Task statement
Everything in the listing beneath must be transcribed exactly.

Stored data
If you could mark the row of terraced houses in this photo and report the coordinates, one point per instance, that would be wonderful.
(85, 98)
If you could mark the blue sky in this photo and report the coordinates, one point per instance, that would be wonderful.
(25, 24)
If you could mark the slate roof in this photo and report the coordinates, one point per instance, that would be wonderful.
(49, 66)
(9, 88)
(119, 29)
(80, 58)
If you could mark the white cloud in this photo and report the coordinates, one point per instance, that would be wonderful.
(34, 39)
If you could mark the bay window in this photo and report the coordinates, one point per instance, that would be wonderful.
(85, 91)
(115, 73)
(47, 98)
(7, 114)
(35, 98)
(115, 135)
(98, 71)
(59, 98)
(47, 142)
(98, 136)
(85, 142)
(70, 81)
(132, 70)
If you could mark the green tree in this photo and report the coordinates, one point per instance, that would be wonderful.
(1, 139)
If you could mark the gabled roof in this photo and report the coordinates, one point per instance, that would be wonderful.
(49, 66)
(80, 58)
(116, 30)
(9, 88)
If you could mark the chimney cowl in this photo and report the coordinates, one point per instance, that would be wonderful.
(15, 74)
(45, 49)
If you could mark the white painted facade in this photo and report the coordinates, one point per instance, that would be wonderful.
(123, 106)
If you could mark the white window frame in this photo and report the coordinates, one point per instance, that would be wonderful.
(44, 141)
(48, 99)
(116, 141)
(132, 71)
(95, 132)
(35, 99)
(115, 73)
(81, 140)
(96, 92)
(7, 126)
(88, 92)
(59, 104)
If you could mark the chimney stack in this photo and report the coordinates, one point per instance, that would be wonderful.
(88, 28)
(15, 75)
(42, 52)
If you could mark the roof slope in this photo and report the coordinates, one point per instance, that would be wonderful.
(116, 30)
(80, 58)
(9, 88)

Solution
If you could mark the row of terraced houses in this photo and report the coordinates, one point per instance, that would be wonderful.
(85, 98)
If you could mark the blue sky in this photo and report the coordinates, one point per instance, that would be wonderful.
(25, 24)
If you could mark the slate roof in this photo and report the coordinates, one point per instance, that would be wonderful.
(49, 66)
(9, 88)
(119, 29)
(80, 58)
If you could mark the white cloud in this photo and report the coordinates, one point per instance, that would be wonderful.
(34, 39)
If you could mark the bay window in this photo and report the coordinates, one point per instance, that would be wonderful.
(85, 91)
(115, 73)
(47, 98)
(7, 114)
(35, 98)
(115, 135)
(98, 71)
(59, 98)
(47, 142)
(98, 136)
(85, 142)
(70, 81)
(132, 70)
If you could mark the green tree in this photo and report the coordinates, one point per instance, that would be wonderful.
(1, 139)
If you could mark the gabled roof in this photo and report the coordinates, one point per instance, that would be wonderful.
(49, 66)
(80, 58)
(116, 30)
(9, 88)
If you could mark the chimney cowl in this photo and report the coordinates, one point per instance, that would be wonderful.
(15, 74)
(45, 49)
If you could mark the white painted facade in this photo and report the coordinates, one point per instance, that would be wonderful.
(123, 106)
If you could mark the white window frame in this photo and report the coordinates, one point per instance, that would be wonderful.
(44, 141)
(48, 99)
(116, 141)
(132, 71)
(95, 132)
(35, 99)
(115, 73)
(81, 140)
(96, 92)
(7, 126)
(88, 92)
(59, 104)
If you could mark the chimney stack in this photo and report the coordinates, one point per instance, that would be wonderful.
(88, 28)
(15, 75)
(42, 52)
If you could mark the roof slope in this photo and report the coordinates, one point per instance, that would be wonderful.
(116, 30)
(80, 58)
(9, 88)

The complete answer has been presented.